Your goal
Extract the full listing below without altering a single character.

Records for processing
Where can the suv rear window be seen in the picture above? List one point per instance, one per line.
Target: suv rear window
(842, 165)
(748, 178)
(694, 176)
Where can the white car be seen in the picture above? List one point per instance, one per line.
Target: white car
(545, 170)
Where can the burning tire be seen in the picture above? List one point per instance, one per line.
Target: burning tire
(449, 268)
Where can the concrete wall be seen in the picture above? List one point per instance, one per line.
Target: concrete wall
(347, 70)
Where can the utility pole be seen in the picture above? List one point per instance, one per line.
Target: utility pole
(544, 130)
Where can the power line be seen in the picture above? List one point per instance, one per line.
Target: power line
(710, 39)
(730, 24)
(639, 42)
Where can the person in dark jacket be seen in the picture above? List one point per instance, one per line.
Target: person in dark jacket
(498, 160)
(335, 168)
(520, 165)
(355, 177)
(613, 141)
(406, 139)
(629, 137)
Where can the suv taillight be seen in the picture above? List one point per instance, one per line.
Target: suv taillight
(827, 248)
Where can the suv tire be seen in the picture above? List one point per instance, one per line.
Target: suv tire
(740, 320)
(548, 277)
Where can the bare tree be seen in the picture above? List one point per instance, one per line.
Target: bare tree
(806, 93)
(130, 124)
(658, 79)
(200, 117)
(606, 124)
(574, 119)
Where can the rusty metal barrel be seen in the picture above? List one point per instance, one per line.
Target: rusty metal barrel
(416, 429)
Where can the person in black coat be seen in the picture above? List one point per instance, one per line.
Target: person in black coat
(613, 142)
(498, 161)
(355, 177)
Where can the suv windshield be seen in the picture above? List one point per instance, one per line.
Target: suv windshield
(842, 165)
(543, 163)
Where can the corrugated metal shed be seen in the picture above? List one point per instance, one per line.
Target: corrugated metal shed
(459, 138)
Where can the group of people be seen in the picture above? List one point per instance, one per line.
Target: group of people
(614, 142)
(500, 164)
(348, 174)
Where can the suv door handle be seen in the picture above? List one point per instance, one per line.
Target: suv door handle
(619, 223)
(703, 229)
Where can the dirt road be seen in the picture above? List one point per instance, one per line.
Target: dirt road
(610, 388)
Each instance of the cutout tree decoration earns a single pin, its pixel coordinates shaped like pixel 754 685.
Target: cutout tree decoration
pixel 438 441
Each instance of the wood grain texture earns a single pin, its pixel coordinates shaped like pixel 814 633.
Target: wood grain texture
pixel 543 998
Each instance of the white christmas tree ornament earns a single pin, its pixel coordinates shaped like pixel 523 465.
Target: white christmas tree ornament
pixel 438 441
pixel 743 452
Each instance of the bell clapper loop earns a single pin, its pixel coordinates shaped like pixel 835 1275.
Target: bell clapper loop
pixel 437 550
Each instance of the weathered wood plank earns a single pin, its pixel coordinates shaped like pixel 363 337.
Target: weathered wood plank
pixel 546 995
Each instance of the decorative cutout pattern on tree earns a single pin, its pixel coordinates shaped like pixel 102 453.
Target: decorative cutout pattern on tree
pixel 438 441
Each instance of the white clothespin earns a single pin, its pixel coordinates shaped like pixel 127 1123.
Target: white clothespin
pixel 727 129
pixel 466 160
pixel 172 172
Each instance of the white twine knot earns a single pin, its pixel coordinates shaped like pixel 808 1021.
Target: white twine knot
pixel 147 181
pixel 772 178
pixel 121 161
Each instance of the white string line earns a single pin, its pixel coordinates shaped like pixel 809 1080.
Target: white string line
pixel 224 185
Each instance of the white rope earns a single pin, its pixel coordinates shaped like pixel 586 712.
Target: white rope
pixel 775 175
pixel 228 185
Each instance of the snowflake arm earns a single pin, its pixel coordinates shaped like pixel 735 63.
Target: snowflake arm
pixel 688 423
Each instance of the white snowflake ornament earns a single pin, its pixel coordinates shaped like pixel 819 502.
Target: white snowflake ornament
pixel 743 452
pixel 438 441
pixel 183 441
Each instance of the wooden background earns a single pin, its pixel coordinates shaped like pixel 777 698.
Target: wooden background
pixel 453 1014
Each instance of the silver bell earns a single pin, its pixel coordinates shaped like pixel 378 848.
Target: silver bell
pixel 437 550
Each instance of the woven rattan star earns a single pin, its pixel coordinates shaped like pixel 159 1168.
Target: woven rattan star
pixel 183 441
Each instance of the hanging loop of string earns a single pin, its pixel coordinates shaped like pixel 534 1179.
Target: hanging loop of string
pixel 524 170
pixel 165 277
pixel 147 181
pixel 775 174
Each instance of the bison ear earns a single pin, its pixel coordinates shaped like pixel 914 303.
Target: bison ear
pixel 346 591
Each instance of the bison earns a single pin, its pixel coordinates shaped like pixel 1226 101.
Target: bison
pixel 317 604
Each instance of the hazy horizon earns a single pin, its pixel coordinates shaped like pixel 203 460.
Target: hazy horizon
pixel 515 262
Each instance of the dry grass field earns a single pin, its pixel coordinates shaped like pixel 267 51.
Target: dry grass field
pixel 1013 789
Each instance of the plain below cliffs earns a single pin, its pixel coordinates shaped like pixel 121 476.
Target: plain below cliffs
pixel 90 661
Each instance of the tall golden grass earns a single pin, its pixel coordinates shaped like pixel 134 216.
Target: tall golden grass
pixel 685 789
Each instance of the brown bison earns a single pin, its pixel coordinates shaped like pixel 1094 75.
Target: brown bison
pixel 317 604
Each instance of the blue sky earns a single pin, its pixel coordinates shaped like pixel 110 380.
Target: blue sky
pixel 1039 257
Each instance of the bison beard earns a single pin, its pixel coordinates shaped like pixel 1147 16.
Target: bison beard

Complete output
Where can the suv rear window be seen in the picture above? List one point per instance, one per line.
Target: suv rear window
(842, 165)
(748, 178)
(694, 176)
Where can the white car be seen in the picture above? List one point per instance, one per line.
Target: white car
(545, 170)
Where can the burning tire be seen in the picture above? List one point per instance, one per line.
Target: burning tire
(449, 268)
Where can the concrete wall be seen in the picture above? List one point per instance, one per line.
Target: concrete wall
(347, 70)
Where can the utility pole be seen in the picture above? List one point per instance, one per line.
Target: utility pole
(544, 130)
Where can the power line be seen in the picture above? List one point per instance, one per line.
Target: power line
(710, 39)
(730, 24)
(639, 42)
Where can the person in dark jacket be seen in the picture above? List one point per instance, one per line.
Target: person in dark jacket
(498, 160)
(335, 168)
(520, 165)
(355, 177)
(613, 141)
(406, 139)
(629, 137)
Where can the suv taillight be seen in the picture above? List one point per instance, one per line.
Target: suv taillight
(827, 248)
Where can the suv tire be seen in the picture above? List one point per instance, one per line.
Target: suv tire
(740, 320)
(548, 277)
Where can the bare tree be seen in the picture above? List one point per instance, one per line.
Target: bare tree
(806, 93)
(130, 124)
(658, 79)
(200, 117)
(606, 124)
(574, 119)
Where can the rusty metal barrel be seen in the picture above? List one point per instance, one per line.
Target: rusty metal barrel
(416, 429)
Where can the person in black coat be seen in the picture above? List one point per instance, one per line.
Target: person in black coat
(613, 142)
(498, 161)
(355, 177)
Where can the suv windshield be seen in the picture above? List one point per instance, one per line.
Target: suv windshield
(842, 165)
(543, 163)
Where can the corrugated metal shed be seen in the picture above? List one point per instance, one per line.
Target: corrugated metal shed
(459, 138)
Where can the group of people be seen in the picture above? List one point per instance, one per line.
Target: group of people
(614, 142)
(500, 164)
(348, 174)
Where can the suv door handle be seen in the picture above? List one point per instance, one per line.
Target: suv door handle
(619, 223)
(703, 229)
Where can the dirt road be seen in the picture above? List one point per instance, one per line.
Target: dirt road
(610, 388)
Each instance of the cutout tree decoration earns a single pin, its pixel coordinates shaped like pixel 754 685.
Target: cutout tree decoration
pixel 438 441
Each instance of the wood grain texture earns a single pin, its pixel coordinates shaped like pixel 814 633.
Target: wood grain texture
pixel 543 998
Each instance of the white christmas tree ornament earns a single pin, its pixel coordinates shaped like pixel 523 465.
Target: white christmas tree ornament
pixel 438 441
pixel 743 452
Each instance of the bell clapper loop earns a single pin, its pixel coordinates shaped like pixel 835 1275.
Target: bell clapper loop
pixel 437 550
Each instance of the weathered wood plank earns a single pin, its pixel coordinates shaped like pixel 363 337.
Target: weathered wood plank
pixel 546 995
Each instance of the decorative cutout pattern on tree earns a single pin, its pixel coordinates shaped like pixel 102 453.
Target: decorative cutout pattern on tree
pixel 438 441
Each instance of the white clothespin earns a single pin, its pixel coordinates shaped like pixel 127 1123.
Target: white clothespin
pixel 727 129
pixel 466 160
pixel 172 172
Each instance of the white twine knot earns a single pin, its pixel coordinates shaped like pixel 808 1021.
Target: white twine knot
pixel 147 181
pixel 772 178
pixel 121 161
Each instance of the white string line earns a single pin, its pixel coordinates shaped like pixel 809 1080.
Target: white string line
pixel 224 185
Each instance of the white rope earns a single pin, its pixel coordinates shaped like pixel 586 712.
Target: white rope
pixel 775 175
pixel 228 185
Each instance of the snowflake arm earns a single pin, its pixel coordinates shaped like pixel 735 63.
Target: snowflake arm
pixel 688 423
Each instance of the white snowflake ornament earns a single pin, its pixel coordinates shaped like pixel 819 502.
Target: white snowflake ornament
pixel 743 452
pixel 438 441
pixel 183 441
Each instance of the wooden background earns a single pin, its pixel coordinates shaped like pixel 777 698.
Target: wooden background
pixel 453 1014
Each instance of the silver bell earns a single pin, its pixel coordinates shaped like pixel 378 848.
Target: silver bell
pixel 437 550
Each instance of the woven rattan star earns a single pin, its pixel coordinates shaped like pixel 159 1168.
Target: woven rattan star
pixel 183 441
Each instance of the hanging loop of string earns a single pin, its pixel coordinates shaped like pixel 534 1179.
Target: hanging loop of string
pixel 524 170
pixel 165 277
pixel 147 181
pixel 775 174
Each instance of the bison ear earns a single pin, its pixel coordinates shaped like pixel 914 303.
Target: bison ear
pixel 346 591
Each instance of the bison earns a single pin, its pixel coordinates shaped like pixel 1226 101.
Target: bison
pixel 317 604
Each instance of the hazy horizon earns a single pin, its pixel coordinates shaped like pixel 203 460.
Target: hazy horizon
pixel 515 262
Each instance of the dry grass field earns a single pin, its pixel coordinates shaped like pixel 267 51.
Target: dry grass field
pixel 1013 789
Each instance of the plain below cliffs earns a single pin, its pixel coordinates shaped like pixel 121 476.
Target: plain below cliffs
pixel 90 661
Each instance of the tall golden grass earns a single pin, its pixel coordinates shaped like pixel 134 216.
Target: tall golden grass
pixel 685 789
Each instance of the brown bison earns a single pin, its pixel coordinates shaped like pixel 1094 75.
Target: brown bison
pixel 317 604
Each instance of the blue sky earns a single pin, its pixel coordinates shaped like pixel 110 380.
Target: blue sky
pixel 1039 257
Each instance of the bison beard earns a single pin, its pixel coordinates shaped like pixel 1147 16.
Target: bison beard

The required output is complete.